■ **Page extract**
If you define that the "new approach"-new intervention is the bariatric surgery (and the "old approach"-the standard practice is the dietary alone), than the I-Intervention would be the bariatric surgery and the C-comparison would be with the dietary alone.
To be very clear: If indeed bariatric surgery is the "new" approach:
Population: Obese adults with type II diabetes
Intervention: Bariatric surgery
Comparator: Dietary approaches alone
Outcome: Diabetic remission
Time-frame: At 12 months (for example)
You may like to build a bit of flexibility into the time-frame (e.g. "10-12 months" or whatever is appropriate) as one often finds that investigators on different studies assess outcomes for the same interventions at different intervals. Of course, you would need to be cautious in deciding the width of that interval.
Another option could be to omit the "T" entirely (leaving only PICO) and include studies reporting diabetic remission at any reported follow-up. I don't know the diabetes literature, but we have often used only PICO in systematic reviews of interventions in HIV/AIDS and other areas.
Confusing for me was the fact that there is no RCT published within the time limit set (2013-2017) comparing bariatric surgery alone with dietary approach alone. They compared either bariatric + diet with diet alone, or bariatric + medical treatment/lifestyle changes with medical treatment/lifestyle changes alone.
Are those aforementioned studies also eligible to address my question? Should I thus change my C group?
First, that is a rather narrow range of years. If it is possible to do so, and you are most keen to know bariatric surgery's effect without co-interventions, you might consider expanding the search horizon.
Also, if you are currently considering to include only RCTs, you might expand that to include observational cohort studies.
Perhaps more usefully: you could consider doing a review of I: Any intervention or bundle of interventions that include bariatric surgery, with diabetic remission as an outcome; vs. C: Any intervention or bundle of interventions that do NOT include bariatric surgery, with diabetic remission as an outcome.

■ **Stored data**
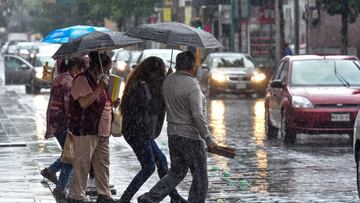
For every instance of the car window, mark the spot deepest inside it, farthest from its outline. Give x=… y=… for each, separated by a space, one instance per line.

■ **How to complete this task**
In the bariatric surgery review text, rewrite the paragraph beginning "You may like to build a bit of flexibility" more briefly, keeping its main facts. None of the material is needed here.

■ **Output for this exercise**
Consider allowing some flexibility in the time-frame, such as "10-12 months," because different studies often assess outcomes of the same interventions at different intervals. Choose the width of that interval cautiously.